Task to complete:
Copy out exactly every line from the line containing "of the distant" until the records below end, inclusive of both boundary lines.

(Pointing and labeling entries)
——
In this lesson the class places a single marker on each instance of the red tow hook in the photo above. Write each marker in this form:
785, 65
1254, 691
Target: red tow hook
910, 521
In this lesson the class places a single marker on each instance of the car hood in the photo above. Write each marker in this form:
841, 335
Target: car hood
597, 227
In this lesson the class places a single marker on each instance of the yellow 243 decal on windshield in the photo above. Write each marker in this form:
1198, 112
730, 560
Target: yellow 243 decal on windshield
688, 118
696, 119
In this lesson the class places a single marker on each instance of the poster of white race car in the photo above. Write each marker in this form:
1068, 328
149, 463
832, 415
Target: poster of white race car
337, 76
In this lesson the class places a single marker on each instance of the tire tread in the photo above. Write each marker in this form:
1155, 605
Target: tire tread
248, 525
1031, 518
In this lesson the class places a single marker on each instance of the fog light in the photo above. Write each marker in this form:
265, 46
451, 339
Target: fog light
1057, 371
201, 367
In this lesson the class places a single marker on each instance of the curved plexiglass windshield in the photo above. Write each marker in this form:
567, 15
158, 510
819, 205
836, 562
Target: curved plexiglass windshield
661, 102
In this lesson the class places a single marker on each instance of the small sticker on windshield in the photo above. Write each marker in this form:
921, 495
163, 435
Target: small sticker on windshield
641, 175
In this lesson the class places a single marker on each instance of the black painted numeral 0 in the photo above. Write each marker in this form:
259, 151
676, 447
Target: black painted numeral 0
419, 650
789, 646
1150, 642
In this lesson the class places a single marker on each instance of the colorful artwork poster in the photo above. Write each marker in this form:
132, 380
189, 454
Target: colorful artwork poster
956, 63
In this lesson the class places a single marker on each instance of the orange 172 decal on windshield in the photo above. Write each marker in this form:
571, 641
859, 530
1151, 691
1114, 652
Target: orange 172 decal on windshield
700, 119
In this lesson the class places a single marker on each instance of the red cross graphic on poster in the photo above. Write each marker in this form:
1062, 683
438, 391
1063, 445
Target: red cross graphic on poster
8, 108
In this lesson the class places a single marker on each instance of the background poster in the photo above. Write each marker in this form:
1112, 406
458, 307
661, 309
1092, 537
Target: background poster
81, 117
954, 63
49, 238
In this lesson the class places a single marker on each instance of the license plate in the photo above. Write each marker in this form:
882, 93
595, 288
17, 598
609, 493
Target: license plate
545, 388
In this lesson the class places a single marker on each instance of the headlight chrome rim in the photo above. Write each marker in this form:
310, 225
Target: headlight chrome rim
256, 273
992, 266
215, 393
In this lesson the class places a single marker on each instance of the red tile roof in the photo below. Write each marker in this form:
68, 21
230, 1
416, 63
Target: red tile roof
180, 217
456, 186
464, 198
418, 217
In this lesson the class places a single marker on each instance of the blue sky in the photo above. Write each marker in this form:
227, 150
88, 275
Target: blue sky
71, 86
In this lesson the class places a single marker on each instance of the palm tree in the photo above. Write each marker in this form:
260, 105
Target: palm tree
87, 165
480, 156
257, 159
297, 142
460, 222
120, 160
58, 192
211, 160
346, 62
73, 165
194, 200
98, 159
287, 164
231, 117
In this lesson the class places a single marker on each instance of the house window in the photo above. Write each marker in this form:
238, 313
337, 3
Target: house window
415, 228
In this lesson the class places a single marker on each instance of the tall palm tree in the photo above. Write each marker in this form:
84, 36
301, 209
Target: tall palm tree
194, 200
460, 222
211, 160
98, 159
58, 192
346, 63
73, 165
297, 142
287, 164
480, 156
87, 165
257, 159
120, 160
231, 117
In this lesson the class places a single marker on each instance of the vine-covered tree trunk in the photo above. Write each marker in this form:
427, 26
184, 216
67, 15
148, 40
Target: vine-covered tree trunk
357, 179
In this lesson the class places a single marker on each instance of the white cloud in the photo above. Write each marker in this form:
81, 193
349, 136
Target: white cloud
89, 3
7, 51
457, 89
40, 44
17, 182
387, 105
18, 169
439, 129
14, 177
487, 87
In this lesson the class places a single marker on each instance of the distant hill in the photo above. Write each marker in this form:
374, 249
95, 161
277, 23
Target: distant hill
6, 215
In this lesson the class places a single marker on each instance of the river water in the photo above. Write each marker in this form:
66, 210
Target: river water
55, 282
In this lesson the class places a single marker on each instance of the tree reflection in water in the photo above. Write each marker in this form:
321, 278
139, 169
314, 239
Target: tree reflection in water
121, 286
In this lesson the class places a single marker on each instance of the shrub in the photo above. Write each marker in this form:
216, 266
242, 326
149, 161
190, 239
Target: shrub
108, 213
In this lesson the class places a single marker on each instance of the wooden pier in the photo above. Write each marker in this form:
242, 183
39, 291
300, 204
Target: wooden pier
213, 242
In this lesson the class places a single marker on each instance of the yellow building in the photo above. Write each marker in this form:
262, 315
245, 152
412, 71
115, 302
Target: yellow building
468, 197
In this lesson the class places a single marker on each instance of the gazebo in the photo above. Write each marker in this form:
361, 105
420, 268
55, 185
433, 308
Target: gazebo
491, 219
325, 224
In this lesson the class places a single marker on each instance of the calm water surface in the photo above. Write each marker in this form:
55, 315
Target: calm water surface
——
Finished answer:
In this lesson the class places a single marker on each instance of the distant hill in the photo above. Write each marker in this form:
374, 249
95, 161
277, 23
Target: distant hill
6, 215
In this lesson the class places a single marker on each instance of the river water in the photo above. Write each marker in this form:
66, 210
Target: river water
55, 282
In this lesson the class places a single marker on each instance of the tree reflection in water in the photo above. Write each marker in this form:
321, 278
139, 169
314, 239
Target: tree reflection in water
121, 286
In this lesson the class places a single marker on each instance of the shrub in the photo above. Write each marker in this form:
216, 266
242, 326
149, 161
190, 239
Target: shrub
108, 213
In this lesson the class places a single marker on each instance of the wooden pier in the photo above. Write each marker in this form:
242, 183
39, 291
300, 204
Target: wooden pier
213, 242
In this lesson the class places a single marker on each instance of the yellow building in the photo above. Write each marker in this form:
262, 315
245, 152
412, 71
115, 302
Target: yellow building
468, 197
In this lesson the class places a single marker on each instance of the gazebo in the photo above. Write each marker in this form:
361, 105
420, 268
55, 185
433, 308
Target: gazebo
491, 219
325, 224
In this lesson the class places a single marker on each instance of the calm water surface in the photo above. Write each marker in this form:
55, 315
Target: calm water surface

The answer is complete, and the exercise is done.